The story of Paulette Sterling begins on a crowded bus in Jamaica. As a young girl attending the prestigious St. Andrew High School, Paulette was a “late comer,” but not by choice or sloth. She had entered high school early, having passed her Common Entrance exams in the fifth grade and skipping her final year of primary school. In the corridors of that all-girls institution, she was a child among teenagers, gripped by a paralyzing shyness.
“I grew up actually being afraid of my voice,” she recalls, the vulnerability of that memory still palpable. “I just was afraid of speaking out loud… because in my mind, if I say ‘bus stop’ or ‘one stop,’ somebody would say, ‘Why does she sound like that?’ or ‘She didn’t say it correctly.’” Rather than utter the two words required to signal the driver, Paulette would sit in silent, sweating agony as her stop drifted past. She would wait for someone else to call the stop—often miles away from her school—and then walk back in the heat, arriving late only to have her name highlighted as a “late comer.” She accepted the shame of the “late” mark beside her name as a fair price for the safety of her silence.
“I grew up actually being afraid of my voice,”
This was the raw, unpolished beginning of a woman who would eventually lead the global RESPECT Campaign and manage multi-year transition mapping for major financial institutions. Her journey is a testament to the truth that leadership is cultivated courage.
By the age of twenty-one, the girl who could not hail a bus was suddenly thrust into leadership roles. The transition was jarring. “The minute I entered the work world, I entered in a leadership role,” she says. “How am I leading people? How am I going to lead people?” In those early years, she felt the crushing weight of needing to belong. Surrounded by colleagues discussing their teenagers and mortgages, the twenty-one-year-old Paulette felt like an imposter. She began a performance of a different kind: pretending to be older to gain credibility. She masked her youth, fearing that her true perspective as a twenty-one-year-old would be dismissed.
It was through this struggle that she discovered the foundational pillar of her current philosophy: authenticity. She realized that the mask of age was as restrictive as the silence on the bus. Her evolution as a leader was marked by a shift from trying to be a “better version” of her boss to becoming a “better version” of herself. She began to understand that leadership was a movement rooted in conviction.
Drawing inspiration from the likes of Marcus Mosiah Garvey, she began to examine the internal mechanics of influence. She admired Garvey’s belief in self-reliance and his ability to create a movement through sheer conviction, even when the world told him he was “less of a person” because of the colour of his skin. Like Garvey, Paulette realized that influence begins with convincing yourself first. You must believe so deeply that you can bring others past their own limitations.
########################################
• _Exercise 1_:
Please transcribe the Paulette Sterling profile word for word, from "This was the" to "is cultivated courage.".
The profile and the listing come from unrelated sources.
########################################
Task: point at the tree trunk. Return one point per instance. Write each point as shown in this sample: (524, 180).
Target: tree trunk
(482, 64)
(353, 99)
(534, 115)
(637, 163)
########################################
• _Exercise 2_:
Format every line of the listing as a Markdown table with the columns No. and Line, numbering each row and omitting blank lines.

• _Problem solution 1_:
This was the raw, unpolished beginning of a woman who would eventually lead the global RESPECT Campaign and manage multi-year transition mapping for major financial institutions. Her journey is a testament to the truth that leadership is cultivated courage.

• _Problem solution 2_:
| No. | Line |
|---|---|
| 1 | Task: point at the tree trunk. Return one point per instance. Write each point as shown in this sample: (524, 180). |
| 2 | Target: tree trunk |
| 3 | (482, 64) |
| 4 | (353, 99) |
| 5 | (534, 115) |
| 6 | (637, 163) |